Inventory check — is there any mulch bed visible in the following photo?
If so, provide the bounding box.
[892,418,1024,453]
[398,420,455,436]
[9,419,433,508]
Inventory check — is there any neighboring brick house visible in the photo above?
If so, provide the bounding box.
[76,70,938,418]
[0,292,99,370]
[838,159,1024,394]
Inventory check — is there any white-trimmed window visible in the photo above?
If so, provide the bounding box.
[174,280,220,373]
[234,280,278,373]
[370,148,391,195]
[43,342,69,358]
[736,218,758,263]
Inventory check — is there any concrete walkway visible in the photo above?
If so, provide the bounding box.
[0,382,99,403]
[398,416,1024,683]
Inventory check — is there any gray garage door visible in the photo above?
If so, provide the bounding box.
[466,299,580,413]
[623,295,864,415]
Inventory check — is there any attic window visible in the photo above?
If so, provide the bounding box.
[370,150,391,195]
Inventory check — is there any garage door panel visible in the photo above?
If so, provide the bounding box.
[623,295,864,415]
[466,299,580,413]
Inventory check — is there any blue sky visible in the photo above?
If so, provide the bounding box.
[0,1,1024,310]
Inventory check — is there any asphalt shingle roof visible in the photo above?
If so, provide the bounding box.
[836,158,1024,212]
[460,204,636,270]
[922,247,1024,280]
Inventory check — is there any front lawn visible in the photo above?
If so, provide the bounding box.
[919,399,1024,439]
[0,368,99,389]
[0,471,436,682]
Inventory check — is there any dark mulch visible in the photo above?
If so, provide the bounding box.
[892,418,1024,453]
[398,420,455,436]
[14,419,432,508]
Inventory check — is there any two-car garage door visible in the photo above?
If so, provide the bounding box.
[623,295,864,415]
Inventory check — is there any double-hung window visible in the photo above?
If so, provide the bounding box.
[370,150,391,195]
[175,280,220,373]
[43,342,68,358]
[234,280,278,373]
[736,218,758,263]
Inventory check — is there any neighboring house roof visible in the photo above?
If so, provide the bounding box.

################

■ TASK STATEMENT ■
Swap every "Inventory check" in the items above for "Property survey" and write them out again, with all else unchanged.

■ FINAL ANSWER ■
Property survey — is there any mulch bed visible in the following photo?
If so, provide the bounding box.
[892,418,1024,453]
[398,420,455,436]
[9,419,433,508]
Property survey — is there any neighboring brick house visible in the photo above?
If so, provide the bounding box.
[76,70,938,418]
[0,292,99,370]
[838,159,1024,394]
Property survey — is there any white-trimmed window visible in the photo above?
If so, provide the bounding box.
[174,280,220,373]
[234,280,278,373]
[370,148,391,195]
[43,342,69,358]
[736,218,758,263]
Property survey — is there any concrete walkway visible in the photo above?
If so, provide the bounding box.
[0,382,99,403]
[398,416,1024,683]
Property survey — is there any gray garage door visible in the photo above?
If so, provide the bounding box.
[466,299,580,413]
[623,295,864,415]
Property survey — is there any attic window visible in the photo above?
If so, provide the bounding box.
[370,150,391,195]
Property survey — is there any garage door panel visible in the photo above?
If so, provide the bounding box.
[623,295,864,415]
[466,299,580,413]
Property survey — is there any blue sky visible in the photo above?
If so, provide the bounding box.
[0,1,1024,310]
Property survey — is there any asphalt shingle roof visible in the photo above?
If so, provide the bounding box.
[836,158,1024,212]
[460,204,636,270]
[922,247,1024,280]
Property survey — is there any front lawn visible in the photo above?
If so, provide the bounding box.
[919,399,1024,439]
[0,368,99,389]
[0,471,436,682]
Property survey — is there any dark mulch visible in the photo above?
If so, provide the bounding box.
[892,418,1024,453]
[398,420,455,436]
[14,419,432,508]
Property survey — is there any two-car garage door visible in the photo above?
If so, provide the bounding box.
[623,295,864,415]
Property survey — is there any double-hung window visible in the photo above?
If so, provide the bounding box.
[370,150,391,195]
[175,280,220,373]
[43,342,68,358]
[234,280,278,373]
[736,218,758,263]
Property survey — is there any neighboring house roof visible in the photo above?
If so, provide the bounding box.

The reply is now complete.